▸ **WORK REQUIRED**
Reproduce the novel summary below in full, word for word.

[[ EXCERPT PROVIDED, beginning ]]

After she finds out that Luke cheated on her, Emaline turns to Theo and experiences the summer romance she always wanted. Except, her summer romance doesn't turn out to be what she thought it would be: she realizes Theo is selfish and has been using her for his own agenda. Emaline also learns that her father and his wife are getting a divorce, which is why he couldn't pay for her college tuition. She also tries to help Benji cope with his family's divorce.

In the end Emaline realizes what is really important to her: family. She no longer longs for a life outside of Colby. She doesn't end up with either guy, although she remains good friends with Luke. The novel ends with Emaline interning for Ivy in New York City. Morris is helping Clyde with an art tour.

== Characters ==
Emaline: A local girl in a small beach town by the name of Colby. She is in her summer between college and high school, with a summer job of working at her family's real estate agency; Colby Realty. At the start of the book she is in a relationship with local golden boy Luke who embodies the town of Colby. She is best friends with Daisy who works at her family's (and the town's only) nail shop, Wave Nails. Emaline later meets a film student from New York, an aspiring documentarist named Theo, who introduced her to all the wonders outside of Colby. Emaline is faced with many life decisions of whether to face her fears and venture out into the world of uncertainty or stay with the familiarity.

Luke: Cleans pools in order to make money. Loves to walk around shirtless. Is an all-around nice guy.

Theo: Hipster from NYC. He's an intern for Ivy, trying to make a name in the art world. Acts like he's dating Emaline but is really just using her.

Morris: A local boy from Colby as well who has grown up with Emaline, Daisy and Luke. He is the lazy one in the group, really laid back and if he is given instructions, they need to be very detailed instructions. His personality is hinted at because he has not had a father in his life and his mother is all but interested in his life. Emaline has looked out for Morris since the third grade no matter how frustrating he may be. Rob, Emaline's stepdad, even gives Morris a job and doesn't fire him because he feels the same way Emaline does about Morris. Morris is also the boyfriend of Daisy.

[[ EXCERPT PROVIDED, end ]]
[[ DATA UNDER STUDY, beginning ]]

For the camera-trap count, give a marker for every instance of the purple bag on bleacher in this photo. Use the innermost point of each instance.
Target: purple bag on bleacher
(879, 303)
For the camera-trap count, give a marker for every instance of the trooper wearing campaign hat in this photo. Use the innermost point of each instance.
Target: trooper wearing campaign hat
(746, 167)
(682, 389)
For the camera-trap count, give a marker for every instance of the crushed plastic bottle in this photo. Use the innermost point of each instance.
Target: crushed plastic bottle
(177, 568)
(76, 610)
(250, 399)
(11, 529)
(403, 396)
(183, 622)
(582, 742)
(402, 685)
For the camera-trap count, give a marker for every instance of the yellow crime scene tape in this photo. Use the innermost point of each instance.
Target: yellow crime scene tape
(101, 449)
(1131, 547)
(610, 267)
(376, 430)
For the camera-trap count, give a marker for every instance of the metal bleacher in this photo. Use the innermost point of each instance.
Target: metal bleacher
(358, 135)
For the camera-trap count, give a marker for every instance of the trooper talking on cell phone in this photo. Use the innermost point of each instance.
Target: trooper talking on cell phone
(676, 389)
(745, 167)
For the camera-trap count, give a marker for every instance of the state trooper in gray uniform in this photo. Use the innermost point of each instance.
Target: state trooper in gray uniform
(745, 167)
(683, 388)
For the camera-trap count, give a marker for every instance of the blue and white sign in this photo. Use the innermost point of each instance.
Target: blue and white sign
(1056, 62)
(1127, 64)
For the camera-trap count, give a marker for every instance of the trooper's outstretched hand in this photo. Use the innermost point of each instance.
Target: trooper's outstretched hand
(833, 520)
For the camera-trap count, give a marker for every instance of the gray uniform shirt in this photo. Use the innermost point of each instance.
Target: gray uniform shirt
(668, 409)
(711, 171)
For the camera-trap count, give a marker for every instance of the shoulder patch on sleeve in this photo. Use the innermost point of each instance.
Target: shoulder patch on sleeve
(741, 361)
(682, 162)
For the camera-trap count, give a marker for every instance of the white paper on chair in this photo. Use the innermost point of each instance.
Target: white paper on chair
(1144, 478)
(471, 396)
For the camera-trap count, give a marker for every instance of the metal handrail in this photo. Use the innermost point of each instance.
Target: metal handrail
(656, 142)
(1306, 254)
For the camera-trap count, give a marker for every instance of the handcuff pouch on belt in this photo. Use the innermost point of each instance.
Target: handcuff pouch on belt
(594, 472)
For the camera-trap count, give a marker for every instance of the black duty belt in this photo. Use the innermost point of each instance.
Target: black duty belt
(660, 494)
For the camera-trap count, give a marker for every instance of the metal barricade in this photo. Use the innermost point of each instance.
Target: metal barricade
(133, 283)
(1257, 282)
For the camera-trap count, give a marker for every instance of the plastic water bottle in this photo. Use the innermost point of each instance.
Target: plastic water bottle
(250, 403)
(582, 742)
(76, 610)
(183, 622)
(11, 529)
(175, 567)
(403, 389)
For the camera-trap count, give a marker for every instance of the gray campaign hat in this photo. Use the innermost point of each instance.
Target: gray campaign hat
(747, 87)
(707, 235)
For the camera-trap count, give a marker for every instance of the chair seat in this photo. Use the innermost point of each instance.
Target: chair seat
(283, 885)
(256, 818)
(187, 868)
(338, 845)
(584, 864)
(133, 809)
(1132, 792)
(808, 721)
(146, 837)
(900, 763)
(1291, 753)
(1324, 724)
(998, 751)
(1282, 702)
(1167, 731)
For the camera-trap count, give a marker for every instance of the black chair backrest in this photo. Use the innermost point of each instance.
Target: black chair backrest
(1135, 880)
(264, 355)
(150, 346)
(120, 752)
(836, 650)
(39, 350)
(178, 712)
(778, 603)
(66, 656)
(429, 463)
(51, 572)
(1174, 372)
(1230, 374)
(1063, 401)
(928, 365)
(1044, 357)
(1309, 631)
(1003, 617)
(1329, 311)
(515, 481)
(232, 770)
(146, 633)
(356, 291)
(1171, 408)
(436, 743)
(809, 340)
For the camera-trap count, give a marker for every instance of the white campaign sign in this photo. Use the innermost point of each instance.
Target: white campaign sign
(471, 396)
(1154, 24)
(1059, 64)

[[ DATA UNDER STUDY, end ]]

▸ **EXPECTED OUTPUT**
After she finds out that Luke cheated on her, Emaline turns to Theo and experiences the summer romance she always wanted. Except, her summer romance doesn't turn out to be what she thought it would be: she realizes Theo is selfish and has been using her for his own agenda. Emaline also learns that her father and his wife are getting a divorce, which is why he couldn't pay for her college tuition. She also tries to help Benji cope with his family's divorce.

In the end Emaline realizes what is really important to her: family. She no longer longs for a life outside of Colby. She doesn't end up with either guy, although she remains good friends with Luke. The novel ends with Emaline interning for Ivy in New York City. Morris is helping Clyde with an art tour.

== Characters ==
Emaline: A local girl in a small beach town by the name of Colby. She is in her summer between college and high school, with a summer job of working at her family's real estate agency; Colby Realty. At the start of the book she is in a relationship with local golden boy Luke who embodies the town of Colby. She is best friends with Daisy who works at her family's (and the town's only) nail shop, Wave Nails. Emaline later meets a film student from New York, an aspiring documentarist named Theo, who introduced her to all the wonders outside of Colby. Emaline is faced with many life decisions of whether to face her fears and venture out into the world of uncertainty or stay with the familiarity.

Luke: Cleans pools in order to make money. Loves to walk around shirtless. Is an all-around nice guy.

Theo: Hipster from NYC. He's an intern for Ivy, trying to make a name in the art world. Acts like he's dating Emaline but is really just using her.

Morris: A local boy from Colby as well who has grown up with Emaline, Daisy and Luke. He is the lazy one in the group, really laid back and if he is given instructions, they need to be very detailed instructions. His personality is hinted at because he has not had a father in his life and his mother is all but interested in his life. Emaline has looked out for Morris since the third grade no matter how frustrating he may be. Rob, Emaline's stepdad, even gives Morris a job and doesn't fire him because he feels the same way Emaline does about Morris. Morris is also the boyfriend of Daisy.